▶ [EXERCISE DESCRIPTION]: In the entries below, locate the line with "plumage, given as one point per instance.", then give again that line and all lines after it, exactly, with pictures omitted.

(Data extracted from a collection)
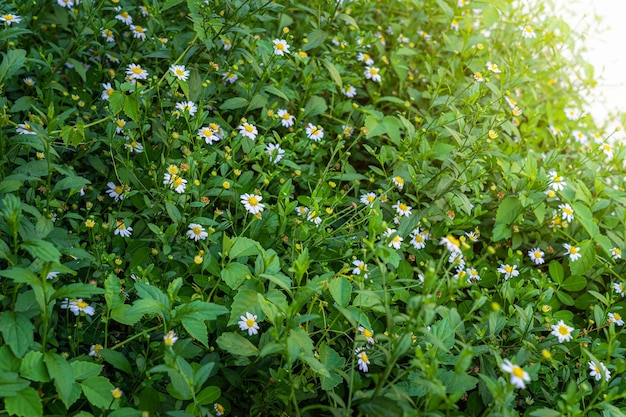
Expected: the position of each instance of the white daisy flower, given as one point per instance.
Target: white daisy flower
(315, 133)
(180, 72)
(252, 203)
(249, 131)
(562, 331)
(519, 377)
(196, 232)
(281, 47)
(248, 322)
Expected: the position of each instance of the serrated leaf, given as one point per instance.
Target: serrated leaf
(236, 344)
(17, 331)
(341, 290)
(196, 329)
(77, 290)
(234, 103)
(32, 367)
(117, 359)
(84, 370)
(26, 403)
(42, 250)
(61, 372)
(98, 391)
(234, 274)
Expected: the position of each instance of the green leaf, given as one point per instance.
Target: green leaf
(131, 107)
(234, 274)
(26, 403)
(42, 250)
(234, 103)
(17, 331)
(208, 395)
(585, 218)
(315, 39)
(77, 290)
(574, 283)
(83, 370)
(12, 61)
(556, 271)
(63, 375)
(243, 246)
(196, 329)
(117, 359)
(334, 73)
(173, 212)
(32, 367)
(332, 361)
(341, 290)
(126, 314)
(236, 344)
(11, 384)
(314, 106)
(587, 261)
(98, 391)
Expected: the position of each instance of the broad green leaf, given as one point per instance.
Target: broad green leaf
(243, 246)
(17, 331)
(42, 250)
(61, 372)
(574, 283)
(98, 391)
(32, 367)
(235, 274)
(556, 271)
(196, 329)
(341, 290)
(315, 39)
(585, 217)
(117, 359)
(26, 403)
(77, 290)
(208, 395)
(334, 73)
(314, 106)
(332, 361)
(12, 61)
(11, 384)
(236, 344)
(234, 103)
(83, 370)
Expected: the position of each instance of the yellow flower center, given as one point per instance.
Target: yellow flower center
(518, 372)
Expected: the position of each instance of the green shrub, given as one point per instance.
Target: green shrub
(322, 208)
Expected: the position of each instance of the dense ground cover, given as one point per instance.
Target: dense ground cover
(305, 208)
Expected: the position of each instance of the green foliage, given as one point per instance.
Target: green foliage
(241, 214)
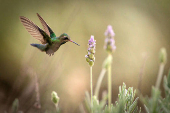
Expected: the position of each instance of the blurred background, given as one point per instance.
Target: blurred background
(141, 28)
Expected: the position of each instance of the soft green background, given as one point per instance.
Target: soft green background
(141, 28)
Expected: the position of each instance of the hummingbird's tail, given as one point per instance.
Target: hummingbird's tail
(41, 47)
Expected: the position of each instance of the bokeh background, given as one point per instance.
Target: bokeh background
(141, 28)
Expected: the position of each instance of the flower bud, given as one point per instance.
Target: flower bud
(91, 51)
(163, 56)
(54, 97)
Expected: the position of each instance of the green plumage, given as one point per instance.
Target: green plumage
(49, 42)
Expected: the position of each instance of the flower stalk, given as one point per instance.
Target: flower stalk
(90, 59)
(163, 60)
(55, 99)
(110, 48)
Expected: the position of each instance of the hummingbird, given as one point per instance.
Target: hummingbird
(50, 43)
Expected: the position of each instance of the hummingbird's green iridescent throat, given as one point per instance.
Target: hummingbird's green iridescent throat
(50, 43)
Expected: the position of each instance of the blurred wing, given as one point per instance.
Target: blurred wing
(47, 29)
(34, 30)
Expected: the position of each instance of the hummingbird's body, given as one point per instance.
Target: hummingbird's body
(50, 43)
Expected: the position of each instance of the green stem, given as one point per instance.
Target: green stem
(109, 83)
(160, 73)
(91, 85)
(101, 76)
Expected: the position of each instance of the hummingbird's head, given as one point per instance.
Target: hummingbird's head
(65, 38)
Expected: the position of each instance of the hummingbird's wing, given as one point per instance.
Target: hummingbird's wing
(47, 29)
(35, 31)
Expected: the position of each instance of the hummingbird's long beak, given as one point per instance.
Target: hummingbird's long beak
(74, 42)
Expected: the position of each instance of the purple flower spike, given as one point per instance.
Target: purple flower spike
(109, 31)
(90, 51)
(109, 41)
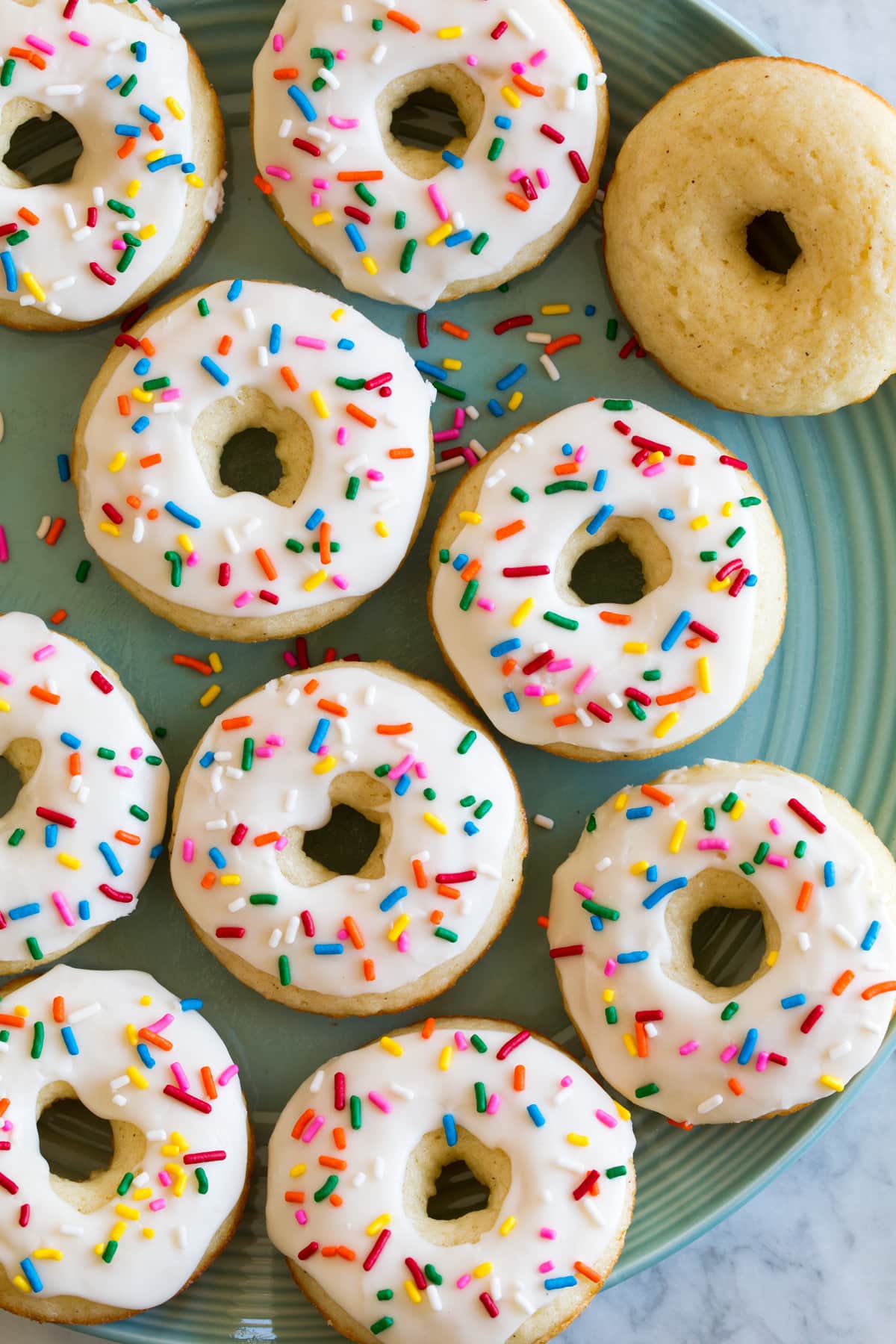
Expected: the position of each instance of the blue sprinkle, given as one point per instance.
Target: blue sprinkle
(600, 519)
(871, 937)
(393, 900)
(748, 1046)
(514, 376)
(677, 628)
(665, 890)
(302, 102)
(355, 238)
(181, 515)
(215, 370)
(114, 867)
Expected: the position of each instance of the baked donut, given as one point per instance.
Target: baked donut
(354, 463)
(148, 181)
(441, 878)
(588, 678)
(818, 999)
(127, 1238)
(80, 840)
(700, 176)
(406, 223)
(553, 1148)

▶ [OUTPUT FOR THIS TASK]:
Expected: the position of each instance of the green plumage, given as one point per instance.
Target: green plumage
(49, 42)
Expected: the position of each instance of the flower stalk, given as one point per instance.
Target: flower stalk
(90, 59)
(163, 60)
(55, 99)
(110, 48)
Expected: the position of each instance of the hummingbird, given as one point per instance.
Target: hummingbird
(50, 43)
Expected: the position of each instance of the hummingbird's green iridescent throat, given as one point per instance.
Target: hummingbird's green iridescent throat
(50, 43)
Expected: the position of each instance of the blurred wing, given as one point per instance.
Target: blurred wing
(47, 29)
(34, 30)
Expected: the position of each instance of the hummingbird's body, given as one point per instance.
Target: hummingbird's body
(50, 43)
Expected: the position of each instance of the green stem, given as one point per instance.
Target: green stem
(109, 83)
(160, 73)
(91, 85)
(101, 76)
Expected: the position of each instance of the hummingbird's head, given as one point per instance.
Target: hummingbird's head
(65, 38)
Expected: the position of each instance of the hummingbird's wing, given as one point per instance.
Target: hummingbird's wing
(47, 29)
(35, 31)
Expected: the position of each instance of the hummingbird's long beak, given as one point per instance.
Target: hummingbird's long beak
(74, 42)
Expected: the position of each instance of the purple flower spike, given as one point per instance.
Target: purple flower spike
(109, 31)
(90, 51)
(109, 41)
Expected: the position of each instance of the blue sprinkle, given as one point per instance.
Target: blue sprinkle
(600, 519)
(871, 937)
(393, 900)
(748, 1046)
(514, 376)
(677, 628)
(665, 890)
(302, 102)
(355, 238)
(181, 515)
(215, 370)
(114, 867)
Expected: the position of each instance of the baked donut, given as one point per instance.
Target: baked donut
(354, 463)
(148, 181)
(441, 878)
(588, 678)
(818, 999)
(127, 1238)
(80, 840)
(700, 176)
(406, 223)
(553, 1148)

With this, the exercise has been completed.